> Directions:
1. In the SMS reminder interview, turn the paragraph that begins "Each doctor pays a flat monthly fee" into a short bulleted list that keeps its main facts.
2. From the SMS reminder interview, reproduce the stretch from "What are your" through "few months later.", word for word.

A customer I won later organised a conference and asked me whether I wanted to be a sponsor. I paid $3.3k for the privilege, but won two new customers, which made it a financial success.
I now have eight customers (3 dentists, 1 gynaecologist, 3 surgical clinics, 1 centre of aesthetic medicine). I won...
- 2 of them because they were my own doctors
- 2 because I was introduced to them by a friend
- 2 from showing up at their office unannounced (only one of them is still my customer)
- 1 by referral from another customer
- 2 from sponsoring the conference
What's the story behind your revenue?
Each doctor pays a flat monthly fee of $200-$400 for the SMS reminders. I send out roughly 6000 SMS per month, which costs me $350. The service is hosted on a single server, which costs $50 per month. One customer hasn't been paying me for half a year. When that customer pays, MRR is $2.4k (and profit is $2k). Without that customer, it's $2k/$1.7k.
Revenue has been stable for well over a year. Doctors are reluctant to change their IT systems, and there is little innovation in the sector. I am hoping that revenue will stay at a similar level for a few years.
What are your goals for the future?
By now, you may have realised that I'm no longer growing the business. Here's why:
Unlike Patrick McKenzie's Appointment Reminder, which seems to mostly be a web calendar with SMS functionality, most of my customers already had software for managing their appointments. I would not have been able to convince them to switch to a new system. So I developed integrations that read out the appointment data from the existing system and send SMS accordingly.
One of the software vendors found out that I was doing this. He approached my customer and said "stop working with Michael Herrmann, or we'll terminate your contract". That particular customer had on the order of 20 employees who use the software every day, so shutting down the software would have killed the clinic. I thus lost the contract. The vendor introduced their own SMS feature a few months later.
The fact that I could lose customers that easily made me realise that it's not a solid business in the long run. So my goals for the future are merely to make sure I keep my existing customers as long as possible.
That's not to say that there isn't money to be made in the space. Existing solutions for clinic management (appointments, patient data, etc) are awful. All Austrian doctors hate their software. Because of the massive lock-in, software vendors have not had to innovate for 20 years. They offer completely outdated desktop apps. I believe there is a huge opportunity for a SaaS app to disrupt (at least) the German speaking market.
If you had to start over, what would you do differently?
I would talk to potential customers even before building a prototype.
I'm happy the business is running as it is, but in the future I would also be more cautious about developing mere additions to existing platforms, as you are always at the mercy of their respective providers.
What do you think your biggest advantages have been?
My personal connections and manners (stupid as that may sound) have helped me win the trust of doctors who were usually 30 years my senior. In order to develop the integrations, I had to reverse-engineer the existing software. For this, and setting up the necessary IT infrastructure in general, my experience with programming really helped. Finally, I am grateful to Patrick McKenzie for sharing his experiences in blog posts, and thus inspiring me to pursue a similar project myself.
What advice would you share with aspiring indie hackers?
Never give up ;)
Pursue projects you care about. The reason I'm not starting the SaaS app described above is that I don't care enough about the medical sector. I'm devoting the next years of my life to another project I really care about: fman, a file manager for power users. You should totally check it out – especially if you are a programmer.

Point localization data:
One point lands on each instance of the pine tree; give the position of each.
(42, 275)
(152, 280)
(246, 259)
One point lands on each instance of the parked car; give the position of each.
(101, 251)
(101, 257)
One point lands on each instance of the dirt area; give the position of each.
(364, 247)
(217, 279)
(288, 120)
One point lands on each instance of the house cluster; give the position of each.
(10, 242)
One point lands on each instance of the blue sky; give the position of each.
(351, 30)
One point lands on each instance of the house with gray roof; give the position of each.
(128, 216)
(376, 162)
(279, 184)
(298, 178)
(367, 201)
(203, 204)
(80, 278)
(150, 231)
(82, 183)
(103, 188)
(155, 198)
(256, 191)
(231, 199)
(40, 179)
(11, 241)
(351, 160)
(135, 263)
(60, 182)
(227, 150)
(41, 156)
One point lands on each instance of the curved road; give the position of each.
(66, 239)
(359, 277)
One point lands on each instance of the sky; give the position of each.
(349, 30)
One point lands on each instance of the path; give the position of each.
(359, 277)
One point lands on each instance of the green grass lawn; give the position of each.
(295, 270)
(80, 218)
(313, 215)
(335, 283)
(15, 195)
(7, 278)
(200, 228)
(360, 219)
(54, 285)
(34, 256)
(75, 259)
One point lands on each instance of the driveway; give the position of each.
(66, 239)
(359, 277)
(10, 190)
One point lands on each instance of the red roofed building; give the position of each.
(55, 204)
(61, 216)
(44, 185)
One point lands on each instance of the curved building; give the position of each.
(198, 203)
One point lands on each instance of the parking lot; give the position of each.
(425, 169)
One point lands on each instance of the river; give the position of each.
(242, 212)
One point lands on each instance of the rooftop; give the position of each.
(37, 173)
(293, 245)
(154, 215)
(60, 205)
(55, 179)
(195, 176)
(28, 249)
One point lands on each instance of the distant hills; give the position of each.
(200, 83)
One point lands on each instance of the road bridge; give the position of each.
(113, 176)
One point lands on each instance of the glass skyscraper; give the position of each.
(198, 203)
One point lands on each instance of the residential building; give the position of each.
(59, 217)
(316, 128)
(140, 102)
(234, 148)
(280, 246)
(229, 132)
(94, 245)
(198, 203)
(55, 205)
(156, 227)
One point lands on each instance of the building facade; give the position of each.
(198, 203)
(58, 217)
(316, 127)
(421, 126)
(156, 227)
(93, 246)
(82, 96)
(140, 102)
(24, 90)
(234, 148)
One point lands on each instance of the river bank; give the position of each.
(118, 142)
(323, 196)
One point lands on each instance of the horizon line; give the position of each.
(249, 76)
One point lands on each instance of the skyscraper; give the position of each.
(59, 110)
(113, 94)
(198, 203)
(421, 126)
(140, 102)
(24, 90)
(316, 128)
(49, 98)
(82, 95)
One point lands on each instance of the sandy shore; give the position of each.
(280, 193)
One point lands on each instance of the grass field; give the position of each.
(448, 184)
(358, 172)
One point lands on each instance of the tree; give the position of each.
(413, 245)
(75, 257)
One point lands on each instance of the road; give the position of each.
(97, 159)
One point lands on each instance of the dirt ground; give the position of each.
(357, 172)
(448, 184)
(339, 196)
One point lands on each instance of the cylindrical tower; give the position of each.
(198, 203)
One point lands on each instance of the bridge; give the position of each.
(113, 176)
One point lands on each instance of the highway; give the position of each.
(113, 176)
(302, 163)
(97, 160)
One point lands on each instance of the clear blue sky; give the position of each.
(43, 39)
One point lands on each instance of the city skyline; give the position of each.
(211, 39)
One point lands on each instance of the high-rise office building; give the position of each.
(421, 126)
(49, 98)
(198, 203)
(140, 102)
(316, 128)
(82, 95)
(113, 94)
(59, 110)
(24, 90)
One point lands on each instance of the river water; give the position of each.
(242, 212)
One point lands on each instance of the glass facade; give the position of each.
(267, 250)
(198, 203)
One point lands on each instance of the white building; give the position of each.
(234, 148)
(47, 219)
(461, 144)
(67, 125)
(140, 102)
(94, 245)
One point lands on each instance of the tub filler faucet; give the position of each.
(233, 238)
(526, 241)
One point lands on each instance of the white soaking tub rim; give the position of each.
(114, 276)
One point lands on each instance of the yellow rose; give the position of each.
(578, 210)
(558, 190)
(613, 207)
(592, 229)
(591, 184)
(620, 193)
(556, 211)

> Written answers:
1.
- Each doctor pays a flat monthly fee of $200–$400 for the SMS reminders.
- About 6000 SMS go out each month, costing $350.
- The service runs on one server costing $50 a month.
- One customer hasn't paid for half a year.
- With that customer paying, MRR is $2.4k and profit is $2k; without that customer, they are $2k and $1.7k.

2.
What are your goals for the future?
By now, you may have realised that I'm no longer growing the business. Here's why:
Unlike Patrick McKenzie's Appointment Reminder, which seems to mostly be a web calendar with SMS functionality, most of my customers already had software for managing their appointments. I would not have been able to convince them to switch to a new system. So I developed integrations that read out the appointment data from the existing system and send SMS accordingly.
One of the software vendors found out that I was doing this. He approached my customer and said "stop working with Michael Herrmann, or we'll terminate your contract". That particular customer had on the order of 20 employees who use the software every day, so shutting down the software would have killed the clinic. I thus lost the contract. The vendor introduced their own SMS feature a few months later.